Forse i 17 specialisti con i quali Blair ha condiviso un meeting lungo una settimana non avrebbero cambiato idea. Forse. Ma certamente non è stata data loro la possibilità di cambiarla, idea. E ciò è fatto di assoluta gravità. Questo perché, pur esistendo quei rapporti, lo Iarc valuta solo studi che siano stati pubblicati su riviste scientifiche. Quindi la scelta di non pubblicarli apre la porta a una ridda di ipotesi tutt'altro che simpatiche.
La causa che ha coinvolto Monsanto, occasione per Blair di fare "outing" circa le ricerche insabbiate, è attualmente in corso in California ed è stata voluta da 184 persone che avrebbero utilizzato le conclusioni dello Iarc per chiedere risarcimenti a Monsanto.
Le ammissioni dell'epidemiologo americano forse non cambieranno le conclusioni dello Iarc, il quale appare tetragono alle pressioni per riaprire il caso, ma potrebbero comunque giocare a favore del colosso di St. Louis per lo meno a livello legale. Al momento infatti Monsanto è impegnata nei tribunali americani a difendersi da accuse e richieste di danni.
In California un giudice avrebbe perfino stabilito che i prodotti a base di glifosate dovrebbero riportare la dicitura che possono causare il cancro.
Ora la questione si gioca in punta di fioretto dal punto di vista legale, dato che non vi sarebbero prove certe che gli studi siano stati insabbiati deliberatamente. Un dubbio che probabilmente nessuno si sarebbe posto se quelle ricerche avessero dimostrato il contrario.
Le prove della non cancerogenicità di glifosate sarebbero state infatti pronte a due anni di distanza dall'inizio del processo di valutazione dello Iarc, quindi il tempo c'era tutto, sebbene non fosse ancora ufficiale la decisione che tale valutazione sarebbe avvenuta. Per giustificare la mancata pubblicazione il National Cancer Institute ha lamentato una mancanza di spazio editoriale, anche perché gli studi erano molto corposi e ricchi di dati. Ottima ragione semmai per trovarli, quegli spazi.

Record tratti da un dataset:
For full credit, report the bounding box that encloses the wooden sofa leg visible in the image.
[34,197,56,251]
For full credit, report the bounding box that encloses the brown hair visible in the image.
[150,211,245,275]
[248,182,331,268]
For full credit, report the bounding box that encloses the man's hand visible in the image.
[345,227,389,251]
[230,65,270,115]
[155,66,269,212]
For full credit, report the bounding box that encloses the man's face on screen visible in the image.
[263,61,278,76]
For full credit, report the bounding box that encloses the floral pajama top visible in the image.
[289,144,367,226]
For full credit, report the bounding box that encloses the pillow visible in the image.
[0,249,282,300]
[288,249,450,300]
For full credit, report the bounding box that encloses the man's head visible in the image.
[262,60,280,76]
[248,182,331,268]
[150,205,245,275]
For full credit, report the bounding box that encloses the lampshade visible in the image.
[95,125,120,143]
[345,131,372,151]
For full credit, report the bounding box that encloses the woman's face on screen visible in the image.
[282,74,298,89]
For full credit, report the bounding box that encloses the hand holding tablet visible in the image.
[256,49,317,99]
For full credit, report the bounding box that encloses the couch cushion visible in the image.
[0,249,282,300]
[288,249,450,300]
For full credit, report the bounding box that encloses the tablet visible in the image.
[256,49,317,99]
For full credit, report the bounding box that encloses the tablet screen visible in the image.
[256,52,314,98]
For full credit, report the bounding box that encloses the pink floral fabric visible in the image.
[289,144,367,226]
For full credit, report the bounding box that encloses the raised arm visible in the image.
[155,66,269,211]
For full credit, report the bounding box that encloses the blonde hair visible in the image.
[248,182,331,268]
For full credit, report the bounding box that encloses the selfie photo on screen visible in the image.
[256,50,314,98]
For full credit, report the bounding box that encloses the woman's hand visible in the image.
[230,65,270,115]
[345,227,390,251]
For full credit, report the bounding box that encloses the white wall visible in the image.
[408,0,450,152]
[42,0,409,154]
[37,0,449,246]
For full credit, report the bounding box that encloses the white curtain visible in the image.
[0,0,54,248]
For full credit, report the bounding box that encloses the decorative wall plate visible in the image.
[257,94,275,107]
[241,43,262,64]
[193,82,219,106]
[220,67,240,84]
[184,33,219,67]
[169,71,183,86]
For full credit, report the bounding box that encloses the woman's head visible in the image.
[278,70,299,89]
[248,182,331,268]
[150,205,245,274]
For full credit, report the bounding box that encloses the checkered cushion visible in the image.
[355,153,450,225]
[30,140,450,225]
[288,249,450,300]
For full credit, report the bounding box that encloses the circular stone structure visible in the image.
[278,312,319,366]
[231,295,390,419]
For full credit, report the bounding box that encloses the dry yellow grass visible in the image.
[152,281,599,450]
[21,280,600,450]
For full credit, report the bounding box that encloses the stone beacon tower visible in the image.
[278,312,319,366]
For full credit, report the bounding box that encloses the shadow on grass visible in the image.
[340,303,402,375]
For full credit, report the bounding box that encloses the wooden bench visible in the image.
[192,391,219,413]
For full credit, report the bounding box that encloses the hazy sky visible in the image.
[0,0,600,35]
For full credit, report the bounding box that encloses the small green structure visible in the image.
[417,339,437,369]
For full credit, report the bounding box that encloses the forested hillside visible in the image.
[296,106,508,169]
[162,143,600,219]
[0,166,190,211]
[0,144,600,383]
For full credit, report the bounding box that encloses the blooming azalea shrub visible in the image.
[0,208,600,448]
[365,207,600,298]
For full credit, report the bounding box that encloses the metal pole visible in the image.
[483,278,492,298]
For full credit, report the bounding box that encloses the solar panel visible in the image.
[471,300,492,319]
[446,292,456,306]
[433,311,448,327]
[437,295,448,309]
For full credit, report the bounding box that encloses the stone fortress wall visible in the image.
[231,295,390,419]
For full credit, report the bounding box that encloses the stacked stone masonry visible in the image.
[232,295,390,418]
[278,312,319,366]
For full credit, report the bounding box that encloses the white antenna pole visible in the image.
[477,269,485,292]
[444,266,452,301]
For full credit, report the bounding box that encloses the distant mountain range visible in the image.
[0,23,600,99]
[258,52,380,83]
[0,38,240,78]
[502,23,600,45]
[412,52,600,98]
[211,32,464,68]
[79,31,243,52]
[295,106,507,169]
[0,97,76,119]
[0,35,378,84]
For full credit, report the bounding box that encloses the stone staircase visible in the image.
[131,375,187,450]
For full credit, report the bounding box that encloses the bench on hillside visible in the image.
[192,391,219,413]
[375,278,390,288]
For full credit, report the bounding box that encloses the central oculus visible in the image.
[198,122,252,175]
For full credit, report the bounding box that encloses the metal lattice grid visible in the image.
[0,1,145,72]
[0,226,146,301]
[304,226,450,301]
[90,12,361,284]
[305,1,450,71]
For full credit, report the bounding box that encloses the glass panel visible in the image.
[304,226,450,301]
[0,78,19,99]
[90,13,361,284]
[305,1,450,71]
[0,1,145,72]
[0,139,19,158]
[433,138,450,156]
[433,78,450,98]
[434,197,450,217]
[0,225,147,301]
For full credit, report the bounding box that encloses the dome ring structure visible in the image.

* **Attività da svolgere**
• 1. Elenca tutti gli enti e le aziende nominati nel brano sul glifosate.
• 2. Prosegui il brano sul glifosate a partire dalla sua ultima frase.

* **Risposte in ordine**
• 1. Iarc; Monsanto; National Cancer Institute

• 2.
E così è andata a finire come ben si sa. Lo Iarc ha concluso che glifosate sarebbe un probabile cancerogeno sull'uomo basandosi su "limited evidence" (prove limitate) e sicuramente cancerogeno su animali di laboratorio in base a “sufficient evidence” (prove sufficienti). Nello specifico, le "limited evidence" sarebbero state sulla “positive association” (associazione positiva) ravvisata fra glifosate e un tipo di cancro noto come linfoma non-Hodgkin. Gli studi lasciati a languire nei cassetti avrebbero controbilanciato proprio quelle "limited evidence", le quali hanno invece avuto campo libero nella decisione finale dello Iarc.
Nel frattempo si è assistito a diverse restrizioni di impiego dell'erbicida e a demagogici proclami politici di rendere l'Italia un'area "glyphosate free". Un danno che sta iniziando a mostrare tutto il proprio peso a partire dai diserbi extra-agricoli come quelli delle aree urbane, dove la caduta di glifosate ha aperto a una serie di problematiche tecniche ed economiche di non poco conto. Figuriamoci cosa accadrebbe il giorno in cui quel divieto dovesse ricadere sugli usi agricoli, una su tutte la semina su sodo.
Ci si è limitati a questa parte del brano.